PROBLEM — Reproduce character for character the stretch of lines below from the line containing "point at the wooden steps" through the line containing "<point>379,252</point>", including both of those lines and nothing else.

STORED DATA —
——
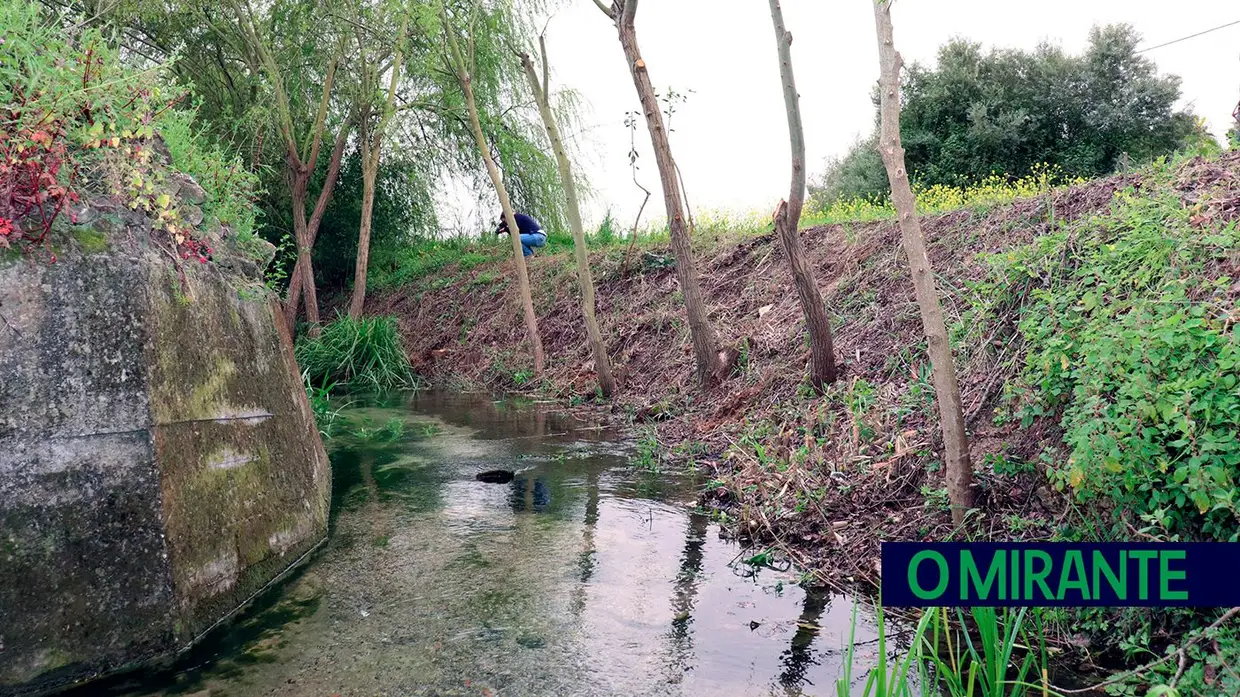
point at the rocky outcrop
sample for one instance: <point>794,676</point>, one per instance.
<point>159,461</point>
——
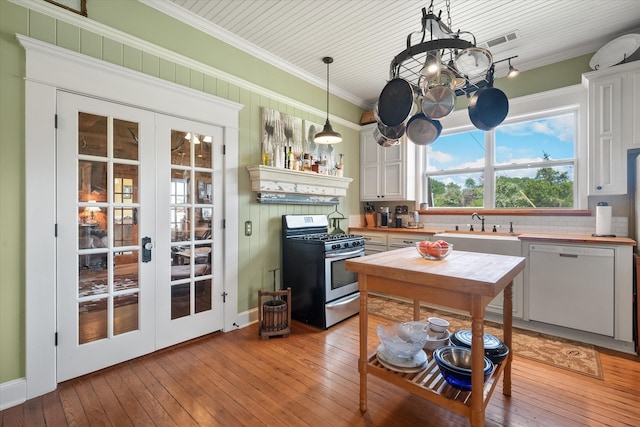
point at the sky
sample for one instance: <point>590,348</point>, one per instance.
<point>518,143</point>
——
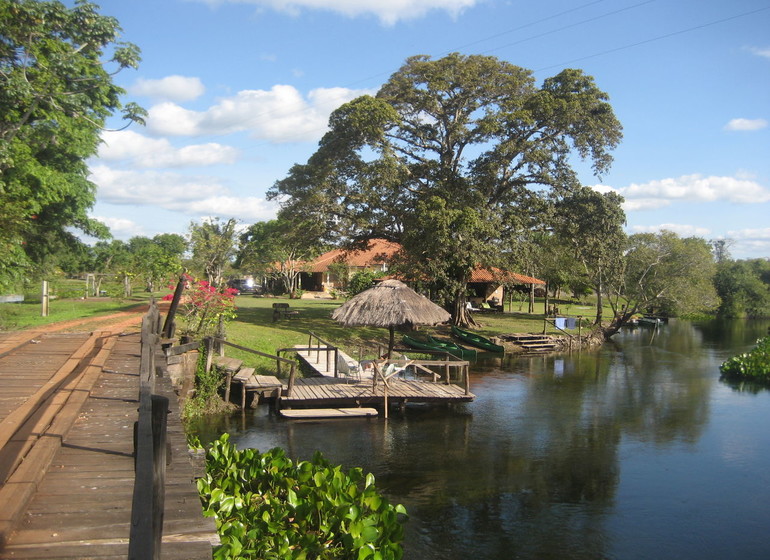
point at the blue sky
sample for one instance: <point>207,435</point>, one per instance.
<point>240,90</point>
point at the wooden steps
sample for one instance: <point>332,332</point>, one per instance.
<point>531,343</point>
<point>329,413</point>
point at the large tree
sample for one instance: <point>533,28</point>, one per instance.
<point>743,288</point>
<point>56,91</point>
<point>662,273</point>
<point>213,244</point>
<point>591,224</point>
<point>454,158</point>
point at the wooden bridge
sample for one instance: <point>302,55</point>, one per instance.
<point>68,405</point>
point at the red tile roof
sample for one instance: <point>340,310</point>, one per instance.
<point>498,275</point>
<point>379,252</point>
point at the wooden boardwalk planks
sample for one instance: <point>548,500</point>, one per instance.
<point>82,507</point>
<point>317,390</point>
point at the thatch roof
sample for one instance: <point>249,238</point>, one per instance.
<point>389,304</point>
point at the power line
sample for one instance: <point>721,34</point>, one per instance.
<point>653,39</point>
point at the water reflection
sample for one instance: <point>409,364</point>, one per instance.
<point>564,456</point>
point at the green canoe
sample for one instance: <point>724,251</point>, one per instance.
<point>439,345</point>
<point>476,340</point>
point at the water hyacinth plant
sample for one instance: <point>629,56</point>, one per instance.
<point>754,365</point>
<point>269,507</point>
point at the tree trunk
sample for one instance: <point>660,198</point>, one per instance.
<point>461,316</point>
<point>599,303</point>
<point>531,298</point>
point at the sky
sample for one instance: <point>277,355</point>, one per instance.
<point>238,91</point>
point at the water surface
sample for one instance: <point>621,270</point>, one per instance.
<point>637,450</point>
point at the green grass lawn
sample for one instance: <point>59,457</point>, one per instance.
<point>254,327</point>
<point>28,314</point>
——
RIGHT ANSWER —
point at the wooden steps
sample for one instance: <point>332,332</point>, one per instance.
<point>531,343</point>
<point>329,413</point>
point at the large tree
sample for one instance: <point>533,28</point>, one per instance.
<point>743,288</point>
<point>56,91</point>
<point>662,273</point>
<point>213,244</point>
<point>591,224</point>
<point>454,158</point>
point at the wooden bridge
sample for one instance: <point>302,55</point>, one per instance.
<point>68,405</point>
point at the red tile roof
sample for one instance: <point>340,310</point>, one per instance.
<point>498,275</point>
<point>379,252</point>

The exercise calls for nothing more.